→ **Dataset excerpts**:
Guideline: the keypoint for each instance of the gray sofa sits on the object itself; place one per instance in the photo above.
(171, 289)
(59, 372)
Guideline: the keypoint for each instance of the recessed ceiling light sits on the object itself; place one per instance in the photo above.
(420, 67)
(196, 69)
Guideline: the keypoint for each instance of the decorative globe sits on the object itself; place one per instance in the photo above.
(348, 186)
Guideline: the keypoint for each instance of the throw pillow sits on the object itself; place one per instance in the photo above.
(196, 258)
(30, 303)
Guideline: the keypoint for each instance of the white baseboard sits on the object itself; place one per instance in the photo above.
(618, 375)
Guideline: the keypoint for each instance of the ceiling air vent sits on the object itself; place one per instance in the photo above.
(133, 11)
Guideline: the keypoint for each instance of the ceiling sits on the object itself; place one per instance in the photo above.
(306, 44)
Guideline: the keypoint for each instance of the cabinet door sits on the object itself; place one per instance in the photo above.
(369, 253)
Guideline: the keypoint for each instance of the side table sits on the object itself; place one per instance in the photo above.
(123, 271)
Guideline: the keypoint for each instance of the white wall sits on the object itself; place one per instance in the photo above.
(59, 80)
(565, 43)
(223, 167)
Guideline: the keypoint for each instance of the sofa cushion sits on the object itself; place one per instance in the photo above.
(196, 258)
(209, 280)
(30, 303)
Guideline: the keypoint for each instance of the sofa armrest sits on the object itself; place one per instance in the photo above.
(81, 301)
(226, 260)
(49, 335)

→ **Exercise**:
Copy out each of the lines above verbatim, from top to bottom.

→ **Answer to this exercise**:
Guideline: the keypoint for each instance of the gray sofa sits on the object itself; place one per instance in the photo above.
(171, 289)
(59, 372)
Guideline: the keypoint for each instance of the recessed ceiling light sits on the object itself; place one per instance in the photo above.
(420, 67)
(196, 69)
Guideline: the keypoint for each instance of the decorative globe sits on the object itself; place one per instance in the photo above.
(348, 186)
Guideline: the keypoint for each instance of the throw pillow sits on the object itself; place one per instance in the photo above.
(196, 258)
(30, 303)
Guideline: the keypoint for each instance of the white baseboard sits on the object itself; place one per instance in the photo above.
(618, 375)
Guideline: the keypoint for each instance of the ceiling air vent sits on the object itself; place one per instance in the photo above.
(133, 11)
Guideline: the keypoint for each instance of the ceiling sits on the object itself; place one per instance in the photo above.
(306, 44)
Guideline: the keypoint for each instance of the cabinet door sits on the object itself; place one per instance in the photo above.
(369, 253)
Guideline: the keypoint for each instance of the side table sits on the object itself; place one per instance in the photo above.
(123, 271)
Guideline: the keypoint for each instance of the white wall sits on the object itself; place one per instance in the photo above.
(59, 80)
(565, 43)
(223, 167)
Guideline: the keypoint for each instance of the sofa cushion sits on the object itself; place one per instance in the photo above.
(196, 258)
(209, 280)
(30, 303)
Guideline: the keypoint for each instance of the sofa armrest sits on the object itself; place one per instance in the photo above.
(81, 301)
(226, 260)
(49, 335)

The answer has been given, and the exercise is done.